WHAT IS REQUIRED: Output everything in the listing below, from the line containing "Each matching instance of the elephant trunk" down to the end of the listing, as a JSON list of strings with one string per line, omitting blank lines.

STORED ROWS:
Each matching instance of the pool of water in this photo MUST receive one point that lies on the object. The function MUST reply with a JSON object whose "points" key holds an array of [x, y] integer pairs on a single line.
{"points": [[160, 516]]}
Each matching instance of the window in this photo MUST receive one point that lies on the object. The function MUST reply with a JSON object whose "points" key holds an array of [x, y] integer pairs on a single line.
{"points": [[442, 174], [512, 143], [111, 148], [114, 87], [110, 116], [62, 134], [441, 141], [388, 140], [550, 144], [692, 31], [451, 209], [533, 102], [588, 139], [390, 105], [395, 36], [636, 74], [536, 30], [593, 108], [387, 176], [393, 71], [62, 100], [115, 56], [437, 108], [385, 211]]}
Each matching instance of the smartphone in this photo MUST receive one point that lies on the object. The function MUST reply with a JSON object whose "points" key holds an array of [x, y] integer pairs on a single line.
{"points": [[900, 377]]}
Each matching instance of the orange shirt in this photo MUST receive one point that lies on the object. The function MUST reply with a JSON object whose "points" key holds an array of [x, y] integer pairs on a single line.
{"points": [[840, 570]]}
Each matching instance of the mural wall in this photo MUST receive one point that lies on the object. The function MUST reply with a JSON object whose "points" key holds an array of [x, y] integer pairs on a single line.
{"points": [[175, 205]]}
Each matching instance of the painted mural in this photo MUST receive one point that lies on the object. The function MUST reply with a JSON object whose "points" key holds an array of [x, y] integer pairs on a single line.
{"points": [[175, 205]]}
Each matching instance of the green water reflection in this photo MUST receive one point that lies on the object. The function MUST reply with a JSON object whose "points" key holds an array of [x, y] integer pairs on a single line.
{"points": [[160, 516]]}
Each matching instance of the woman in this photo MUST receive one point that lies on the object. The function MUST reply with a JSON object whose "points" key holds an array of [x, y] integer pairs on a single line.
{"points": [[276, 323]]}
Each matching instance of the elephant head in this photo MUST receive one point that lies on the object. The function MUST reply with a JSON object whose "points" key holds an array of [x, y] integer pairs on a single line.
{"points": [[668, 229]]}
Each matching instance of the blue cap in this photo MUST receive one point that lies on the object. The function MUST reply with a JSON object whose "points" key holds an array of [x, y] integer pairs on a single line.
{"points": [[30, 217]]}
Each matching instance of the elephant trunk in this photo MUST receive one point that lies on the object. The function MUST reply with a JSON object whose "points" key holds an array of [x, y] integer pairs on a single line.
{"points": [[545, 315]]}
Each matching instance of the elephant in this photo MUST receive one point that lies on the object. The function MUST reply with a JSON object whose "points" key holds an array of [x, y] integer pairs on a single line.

THE REPLY:
[
  "Each matching instance of the elephant trunk in this photo MUST receive one point that lies on the object. The function MUST reply with a JSON object whose \"points\" key holds an array of [x, y] integer pairs on a single line.",
  "{\"points\": [[545, 315]]}",
  "Each matching instance of the elephant in this photo MUST receive one point that lies on the object. The function MUST reply with a JSON object whose \"points\" key holds an array of [x, y] integer pairs on a single line."
]